● **Work task**:
Leaving the images out, output each entry below exactly.

● **Dataset**:
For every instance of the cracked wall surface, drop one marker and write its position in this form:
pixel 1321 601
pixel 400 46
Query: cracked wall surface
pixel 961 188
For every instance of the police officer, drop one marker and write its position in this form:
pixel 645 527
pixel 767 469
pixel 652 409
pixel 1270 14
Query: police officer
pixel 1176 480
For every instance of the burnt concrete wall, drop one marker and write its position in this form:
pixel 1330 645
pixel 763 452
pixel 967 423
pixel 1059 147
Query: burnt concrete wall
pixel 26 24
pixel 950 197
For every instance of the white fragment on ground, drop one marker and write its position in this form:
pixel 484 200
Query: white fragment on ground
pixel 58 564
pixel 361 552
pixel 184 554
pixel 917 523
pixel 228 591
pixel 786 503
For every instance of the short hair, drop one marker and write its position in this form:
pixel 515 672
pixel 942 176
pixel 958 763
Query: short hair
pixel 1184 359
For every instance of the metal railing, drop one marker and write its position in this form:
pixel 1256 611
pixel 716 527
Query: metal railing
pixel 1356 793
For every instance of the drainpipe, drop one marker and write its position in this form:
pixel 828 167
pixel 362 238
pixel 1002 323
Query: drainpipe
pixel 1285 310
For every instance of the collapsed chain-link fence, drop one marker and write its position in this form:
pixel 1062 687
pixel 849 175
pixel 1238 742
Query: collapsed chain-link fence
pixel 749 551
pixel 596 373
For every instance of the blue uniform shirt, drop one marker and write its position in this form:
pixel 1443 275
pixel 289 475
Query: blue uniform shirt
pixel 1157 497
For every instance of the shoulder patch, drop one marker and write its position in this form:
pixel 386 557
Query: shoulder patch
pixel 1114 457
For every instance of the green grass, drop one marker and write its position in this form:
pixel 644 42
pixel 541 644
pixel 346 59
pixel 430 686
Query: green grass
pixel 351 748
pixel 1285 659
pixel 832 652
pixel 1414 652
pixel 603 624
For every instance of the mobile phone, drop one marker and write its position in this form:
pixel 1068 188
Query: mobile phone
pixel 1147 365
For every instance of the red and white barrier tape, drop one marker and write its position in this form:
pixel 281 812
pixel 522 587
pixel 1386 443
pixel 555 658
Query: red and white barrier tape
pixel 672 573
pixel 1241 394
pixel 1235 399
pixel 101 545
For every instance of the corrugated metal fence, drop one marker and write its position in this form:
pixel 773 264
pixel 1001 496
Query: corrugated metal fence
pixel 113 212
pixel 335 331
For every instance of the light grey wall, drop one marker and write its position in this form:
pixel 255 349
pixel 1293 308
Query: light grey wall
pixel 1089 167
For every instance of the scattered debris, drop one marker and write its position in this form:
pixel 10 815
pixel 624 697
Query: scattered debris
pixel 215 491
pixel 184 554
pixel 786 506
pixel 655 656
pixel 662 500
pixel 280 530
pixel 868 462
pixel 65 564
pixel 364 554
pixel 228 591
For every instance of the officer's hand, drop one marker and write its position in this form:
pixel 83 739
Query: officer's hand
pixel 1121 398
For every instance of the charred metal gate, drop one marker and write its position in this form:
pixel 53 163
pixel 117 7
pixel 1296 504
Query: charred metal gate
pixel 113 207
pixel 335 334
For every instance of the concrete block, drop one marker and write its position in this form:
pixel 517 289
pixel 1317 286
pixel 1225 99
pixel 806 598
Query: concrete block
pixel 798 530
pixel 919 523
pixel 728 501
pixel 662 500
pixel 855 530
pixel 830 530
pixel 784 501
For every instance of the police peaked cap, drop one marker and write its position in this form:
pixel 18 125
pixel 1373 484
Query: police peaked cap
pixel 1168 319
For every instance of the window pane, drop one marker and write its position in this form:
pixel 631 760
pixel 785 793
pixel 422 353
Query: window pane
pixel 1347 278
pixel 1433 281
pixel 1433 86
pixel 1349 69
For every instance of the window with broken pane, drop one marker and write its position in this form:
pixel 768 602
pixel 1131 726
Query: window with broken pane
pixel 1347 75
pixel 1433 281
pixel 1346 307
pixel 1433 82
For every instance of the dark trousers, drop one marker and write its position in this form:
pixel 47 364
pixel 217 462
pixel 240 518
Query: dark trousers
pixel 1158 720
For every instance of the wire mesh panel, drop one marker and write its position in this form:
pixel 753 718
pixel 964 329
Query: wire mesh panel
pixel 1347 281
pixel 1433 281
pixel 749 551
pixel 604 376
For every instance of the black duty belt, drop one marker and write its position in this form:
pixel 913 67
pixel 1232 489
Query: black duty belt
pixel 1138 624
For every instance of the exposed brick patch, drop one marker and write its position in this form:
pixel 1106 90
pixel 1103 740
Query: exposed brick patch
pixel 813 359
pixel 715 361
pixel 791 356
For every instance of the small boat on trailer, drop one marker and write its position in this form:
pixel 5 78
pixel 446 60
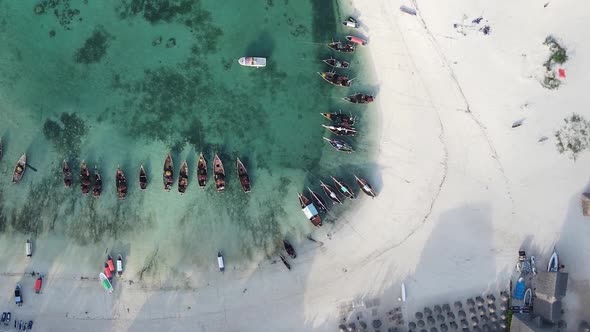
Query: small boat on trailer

● **Your response**:
For every instance of the cracked wall surface, drop one marker and write its position in this form:
pixel 1321 601
pixel 400 46
Query: cracked wall surface
pixel 961 188
For every instance of the police officer, drop one marker and write its position in this form:
pixel 645 527
pixel 767 469
pixel 652 409
pixel 1270 14
Query: police officer
pixel 1176 480
For every instance of the burnt concrete wall, drop one marker and write its position in this form:
pixel 1330 645
pixel 763 452
pixel 967 423
pixel 1059 147
Query: burnt concrete wall
pixel 26 24
pixel 950 197
For every instance of the white fragment on ground, drop one marker and write its position in this form:
pixel 484 200
Query: white fragment on ground
pixel 58 564
pixel 361 552
pixel 184 554
pixel 917 523
pixel 228 591
pixel 786 503
For every instance of the short hair, drop one marker and write its position in this form:
pixel 515 672
pixel 942 176
pixel 958 763
Query: short hair
pixel 1184 359
For every instance of the metal railing, drop one marker and write its position in this form:
pixel 1256 611
pixel 716 527
Query: metal railing
pixel 1356 793
For every instance of the drainpipe, drop one marker and write its position in this form:
pixel 828 167
pixel 362 238
pixel 1002 323
Query: drainpipe
pixel 1285 310
For every instance of the collapsed chain-link fence, drop one marker and write its position in this form:
pixel 1062 687
pixel 849 175
pixel 1238 742
Query: collapsed chain-link fence
pixel 749 551
pixel 596 373
For every instance of the blue uniform shirt, drop one marker and write its position in this form:
pixel 1443 275
pixel 289 475
Query: blue uniform shirt
pixel 1157 497
For every instance of the shoulder patch, drop one marker and write its position in this form:
pixel 386 557
Query: shoulder patch
pixel 1114 457
For every instance of the green grass, drop one marker and write its position in this form:
pixel 644 42
pixel 541 644
pixel 346 59
pixel 430 686
Query: green grass
pixel 351 748
pixel 1285 659
pixel 832 652
pixel 1414 652
pixel 603 624
For every instance of the mobile phone, drop one marker and write its position in this form:
pixel 1068 188
Query: mobile phone
pixel 1147 365
For every instance of the red and white barrier tape, drop one marker and write its position in this form:
pixel 281 812
pixel 522 587
pixel 1386 443
pixel 555 658
Query: red and white barrier tape
pixel 672 573
pixel 1241 394
pixel 1235 399
pixel 101 545
For every instance of the corrugated metal fence, drop one marker and write its position in this form:
pixel 773 264
pixel 1001 496
Query: corrugated metal fence
pixel 113 212
pixel 335 331
For every instance of the light grey wall, drop one marker and write its position in this form:
pixel 255 349
pixel 1293 308
Query: light grey wall
pixel 1089 167
For every instance of the scattered debris, drop one marker and write its position in this form:
pixel 10 815
pixel 624 697
Query: scattered debris
pixel 215 491
pixel 184 554
pixel 786 506
pixel 655 656
pixel 662 500
pixel 280 530
pixel 868 462
pixel 65 564
pixel 364 554
pixel 228 591
For every instance of the officer's hand, drop one marker and write its position in this form:
pixel 83 739
Query: officer's hand
pixel 1121 398
For every instance of the charred metal gate, drop one marker and write its position in this form:
pixel 53 163
pixel 117 7
pixel 1296 504
Query: charred metal gate
pixel 113 207
pixel 335 334
For every instance of the concrete block, drop one marker and write its position in this form:
pixel 517 289
pixel 1317 286
pixel 1225 99
pixel 806 598
Query: concrete block
pixel 798 530
pixel 919 523
pixel 728 501
pixel 662 500
pixel 855 530
pixel 830 530
pixel 784 501
For every instance of the police peaked cap, drop one marker and write its position in this form:
pixel 18 125
pixel 1373 484
Query: police peaked cap
pixel 1168 319
For every instance of the window pane, drop one marker and write its position in this form:
pixel 631 760
pixel 785 793
pixel 422 353
Query: window pane
pixel 1347 278
pixel 1433 281
pixel 1433 86
pixel 1349 69
For every instance of the window with broken pane, drop one marker and write its position in this form:
pixel 768 602
pixel 1131 726
Query: window with broken pane
pixel 1347 75
pixel 1433 281
pixel 1346 307
pixel 1433 82
For every instance of the dark trousers, drop one marker and write its position in this form:
pixel 47 364
pixel 217 462
pixel 240 518
Query: dark trousers
pixel 1158 720
For every instance of the wire mesh panel, drop one marker and write its position in this form:
pixel 753 718
pixel 964 329
Query: wire mesh panel
pixel 1347 281
pixel 1433 281
pixel 749 551
pixel 604 376
For every instance of the black duty belt, drop one marker and write its position in this form:
pixel 913 67
pixel 1232 489
Query: black duty belt
pixel 1138 624
For every instance of the exposed brick patch, drop one marker and write its position in this form:
pixel 1106 90
pixel 1103 740
Query: exposed brick patch
pixel 813 359
pixel 715 361
pixel 791 356
For every instance of the small boat on trailer, drop one marker and write its position in this form:
pixel 5 78
pixel 446 60
Query: small boat on trailer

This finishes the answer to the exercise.